Upacara Membangun dan
Masuk Rumah Adat
Bagi masyarakat Bajawa,
rumah adat adalah lambang kekuatan antara laki-laki dan perempuan. Laki-laki
dilambangkan dengan ’Lasu Wisu’ dan perempuan dilambangkan dengan ’Lia loki’.
Pertemuan antara lasu wisudan lia loki membuat rumah adat menjadi kuat.
Ada tiga jenis rumah
adat (Sao Meze) yakni Sao Saka Pu’u (rumah pokok), Sa’o saka lobo (rumah
pendamping rumah pokok) dan sejumlah Sao Pibe/Dai (rumah adat lainnya dari para
anggota suku/klan). Sao keka/sao keka.
Proses membuat rumah
adat yang harus dilalui adalah:
Dari uraian di atas
tampak bahwa pandangan kosmologi orang Bajawa sangat mempengaruhi cara hidup
mereka. Pemahaman bahwa ada kekuatan lain (yang mutlak) yang menguasai semesta
baik di tingkat atas maupun bawah melahirkan sejumlah upacara/ritual adat yang
pada intinya "memohon" keselamatan, restu, dan ucapan syukur atas apa
yang telah dialami oleh setiap orang Bajawa dalam hidup pribadinya, di dalam
kelurga, di dalam suku maupun di dalam kampung.

■ ■ ■ ■ ■

TUGAS LATIHAN: Tuliskan kembali seluruh kutipan teks tentang rumah adat Bajawa di atas tanpa mengubah satu huruf pun. Data tidak ada hubungannya dengan latihan ini.

CUPLIKAN DATA:
■ ■ ■ ■ ■

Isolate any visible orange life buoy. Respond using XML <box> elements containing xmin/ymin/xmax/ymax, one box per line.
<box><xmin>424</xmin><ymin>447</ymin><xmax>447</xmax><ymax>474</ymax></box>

■ ■ ■ ■ ■

JAWABAN TERTULIS:
Upacara Membangun dan
Masuk Rumah Adat
Bagi masyarakat Bajawa,
rumah adat adalah lambang kekuatan antara laki-laki dan perempuan. Laki-laki
dilambangkan dengan ’Lasu Wisu’ dan perempuan dilambangkan dengan ’Lia loki’.
Pertemuan antara lasu wisudan lia loki membuat rumah adat menjadi kuat.
Ada tiga jenis rumah
adat (Sao Meze) yakni Sao Saka Pu’u (rumah pokok), Sa’o saka lobo (rumah
pendamping rumah pokok) dan sejumlah Sao Pibe/Dai (rumah adat lainnya dari para
anggota suku/klan). Sao keka/sao keka.
Proses membuat rumah
adat yang harus dilalui adalah:
Dari uraian di atas
tampak bahwa pandangan kosmologi orang Bajawa sangat mempengaruhi cara hidup
mereka. Pemahaman bahwa ada kekuatan lain (yang mutlak) yang menguasai semesta
baik di tingkat atas maupun bawah melahirkan sejumlah upacara/ritual adat yang
pada intinya "memohon" keselamatan, restu, dan ucapan syukur atas apa
yang telah dialami oleh setiap orang Bajawa dalam hidup pribadinya, di dalam
kelurga, di dalam suku maupun di dalam kampung.